--- SHORT PROBLEM A ---
Pull out every line of the entries below that contains the string "yellow", and note that case counts.

==== TEXT SEGMENT ====

SingMOS-Pro: A New Benchmark Dataset for Assessing Singing Voice Quality

TLDR: SingMOS-Pro is a new, comprehensive dataset designed for automatic singing quality assessment. It expands on previous work by offering detailed annotations for lyrics, melody, and overall singing quality across 7,981 clips generated by various models. The dataset aims to address the challenges of evaluating singing quality, which traditionally relies on costly human subjective assessments or limited objective metrics. It provides a robust benchmark for developing and testing new models, highlighting the need for specialized approaches beyond speech quality assessment and suggesting future directions for integrating melodic and lyrical information.

Evaluating the quality of generated singing voices has long been a complex challenge in the rapidly advancing field of singing voice generation. While human listening tests are considered the ‘gold standard,’ they are often expensive and time-consuming. Existing objective metrics, on the other hand, frequently fail to capture the nuanced aspects of perceived singing quality. This gap has highlighted a critical need for more efficient, reliable, and universal methods for assessing singing quality.

Addressing this challenge, a new research paper introduces SingMOS-Pro, a groundbreaking dataset designed to facilitate automatic singing quality assessment. Building upon its predecessor, SingMOS, which offered only overall quality ratings, SingMOS-Pro significantly expands its scope. The dataset now includes detailed annotations for lyrics, melody, and overall quality, providing a much broader and more diverse evaluation framework.

====

--- SHORT PROBLEM B ---
Update the article on SingMOS-Pro from "TLDR: SingMOS-Pro is" to "and lyrical information." by replacing "costly" with "expensive", and give that part again.

==== PROVIDED DATA ====

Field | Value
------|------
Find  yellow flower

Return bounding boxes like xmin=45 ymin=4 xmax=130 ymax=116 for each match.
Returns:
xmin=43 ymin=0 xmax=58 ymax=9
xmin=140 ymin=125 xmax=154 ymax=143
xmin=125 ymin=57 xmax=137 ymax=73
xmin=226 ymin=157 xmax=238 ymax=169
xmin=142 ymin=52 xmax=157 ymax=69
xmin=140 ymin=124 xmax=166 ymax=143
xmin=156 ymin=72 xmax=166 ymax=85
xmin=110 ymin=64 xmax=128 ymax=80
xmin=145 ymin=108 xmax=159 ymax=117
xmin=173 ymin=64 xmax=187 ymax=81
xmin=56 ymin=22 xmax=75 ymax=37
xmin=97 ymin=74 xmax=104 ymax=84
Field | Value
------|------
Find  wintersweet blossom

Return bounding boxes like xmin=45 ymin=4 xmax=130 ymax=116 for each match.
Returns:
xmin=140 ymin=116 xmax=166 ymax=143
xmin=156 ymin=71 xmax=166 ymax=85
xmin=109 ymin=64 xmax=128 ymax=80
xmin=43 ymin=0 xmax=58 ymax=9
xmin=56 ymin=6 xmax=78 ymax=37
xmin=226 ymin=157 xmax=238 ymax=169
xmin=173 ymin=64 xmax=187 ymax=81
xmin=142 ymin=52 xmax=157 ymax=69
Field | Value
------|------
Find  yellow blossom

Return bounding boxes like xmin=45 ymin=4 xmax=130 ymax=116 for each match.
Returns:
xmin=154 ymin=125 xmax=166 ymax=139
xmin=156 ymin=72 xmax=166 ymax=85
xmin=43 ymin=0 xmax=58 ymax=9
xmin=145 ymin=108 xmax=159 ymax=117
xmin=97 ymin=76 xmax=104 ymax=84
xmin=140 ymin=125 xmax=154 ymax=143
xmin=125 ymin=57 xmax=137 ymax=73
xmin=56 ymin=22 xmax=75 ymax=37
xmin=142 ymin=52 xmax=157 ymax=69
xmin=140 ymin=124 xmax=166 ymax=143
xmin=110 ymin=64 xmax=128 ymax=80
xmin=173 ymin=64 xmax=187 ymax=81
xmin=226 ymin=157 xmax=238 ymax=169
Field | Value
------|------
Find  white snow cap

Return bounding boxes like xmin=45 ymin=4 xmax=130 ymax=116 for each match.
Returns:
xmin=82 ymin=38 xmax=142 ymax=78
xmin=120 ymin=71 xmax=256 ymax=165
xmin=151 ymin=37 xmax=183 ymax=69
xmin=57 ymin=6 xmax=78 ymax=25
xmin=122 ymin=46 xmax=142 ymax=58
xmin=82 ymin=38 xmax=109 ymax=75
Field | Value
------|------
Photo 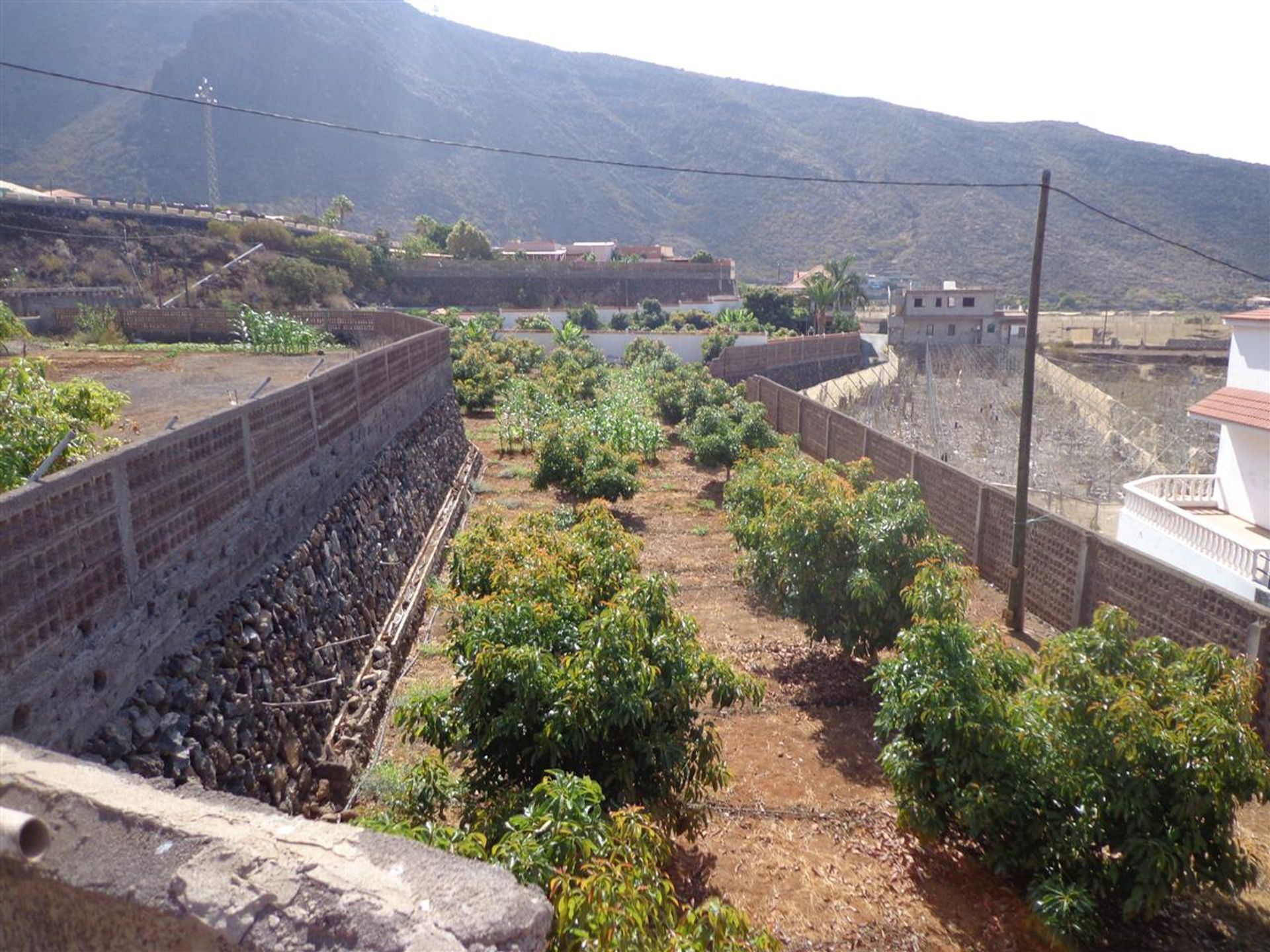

====

--- CORRECT OUTPUT A ---
Find  yellow flower
Find  yellow blossom

--- CORRECT OUTPUT B ---
TLDR: SingMOS-Pro is a new, comprehensive dataset designed for automatic singing quality assessment. It expands on previous work by offering detailed annotations for lyrics, melody, and overall singing quality across 7,981 clips generated by various models. The dataset aims to address the challenges of evaluating singing quality, which traditionally relies on expensive human subjective assessments or limited objective metrics. It provides a robust benchmark for developing and testing new models, highlighting the need for specialized approaches beyond speech quality assessment and suggesting future directions for integrating melodic and lyrical information.